All the available positional information (such as coordinates of well picks, coordinates of seismic points, coordinates of wellbore reference points and near wellbore volume measurements) may be mutually statistically dependent. Such types of correlations can be expressed by covariance components in a joint co-variance matrix. This joint prior covariance matrix may be obtained by applying the law of covariance propagation on available types of positional information.
The measured points in the near volume around the wellbore and well picks can be tied to the seismic depth model through constraining equations. A constraining equation expresses mathematically that the coordinates of a point measured from the wellbore (being either a well-pick or a near volume measurement) are equal to or differ with a certain defined distance from the corresponding point in the seismic depth model. The most probable positions of all the points in the depth model with corresponding statistical properties (which may be expressed by a covariance matrix) are calculated based on this redundant measurement information (using for instance a least squares estimation approach such as the one described in the patent EP1306694 by Torgeir Torkildsen). A least squares estimation approach may be applied for this purpose. In such a way the prior positional information is adjusted correctly based on its prior positional statistical properties.
The procedure of tying points measured from the wellbore with the seismic depth model may be summarized by the following steps:
1. Gather initial positional information including covariance matrices
2. Define constraining equations to tie together positional information
3. Adjust the positional information and the joint covariance matrix based on introducing constraining equations and the method of least squares
The result is a depth model with statistical properties which are correctly adjusted based on all available positional information with corresponding statistical properties. This result may be applied to adjust the resistivity model accordingly and prepare for new measurements in the near wellbore volume. The overall workflow describing the a preferred embodiment is shown in Figure 1. The element of including measurements with corresponding uncertainties and correlations from the volume surrounding the wellbore measured from the wellbore with deep azimuthal resistivity measurements as an example are described in the figures below.

----------

* PROBLEM STATEMENT *
Extend the passage on tying wellbore measurements to the seismic depth model, beginning after its final sentence.

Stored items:
----------

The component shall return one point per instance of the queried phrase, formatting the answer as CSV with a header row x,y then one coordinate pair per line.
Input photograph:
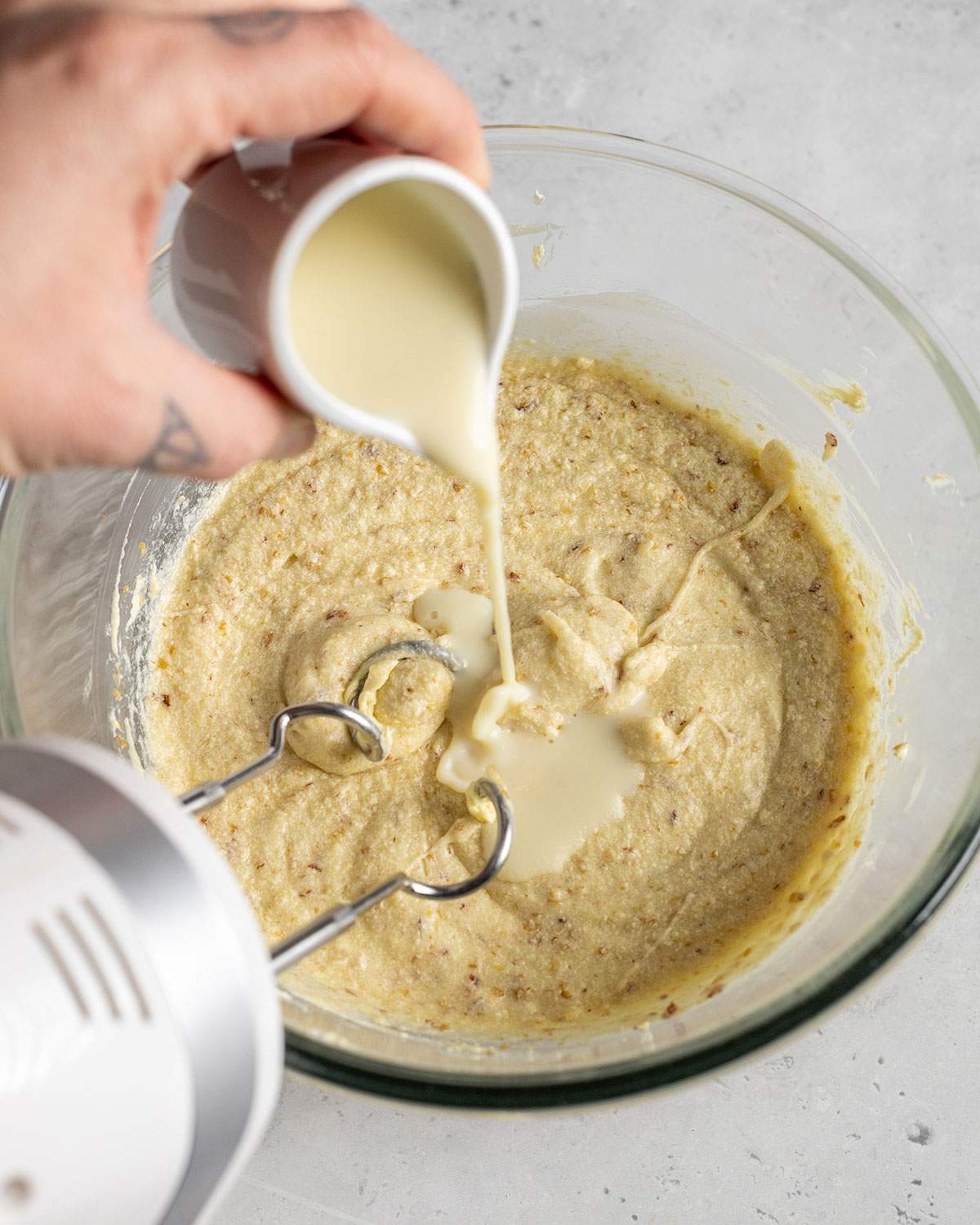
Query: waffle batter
x,y
747,728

----------

* RESULT *
Figure 2 shows a Bottom Hole Assembly (BHA) 2 with EM-sensors 4 seen from the side. When the distance is measured from several discrete positions (survey points) along the wellpath the position of the geological feature 6 can be calculated using e.g. trilateration techniques. When directional measurements are available in addition to distances, 3D triangulation adjustment techniques can be applied. The figure shows an example where the EM sensor package 4 measures the 3D distance and 3D direction to a certain geological feature 6 (horizon surface etc.). From these measurements the 3D position of the geological feature 6 is determined. The 3D position of the geological feature 6 can be calculated with respect to a local BHA-based coordinate system, or represented by North, East and True Vertical Depth (TVD) coordinates.
Based on accelerometer and magnetometer sensors in the Measurement While Drilling (MWD) survey package it is possible to determine the orientation of the BHA (including the EM sensor package) with respect to a global North, East and TVD coordinate system. It will then be possible to transform between coordinates in the local BHA-based coordinate system and the global North, East and TVD coordinate system.
Figure 3 shows the same situation as shown in Figure 2 but where the BHA 2 is seen in a horizontal / lateral plane (from the vertical axis).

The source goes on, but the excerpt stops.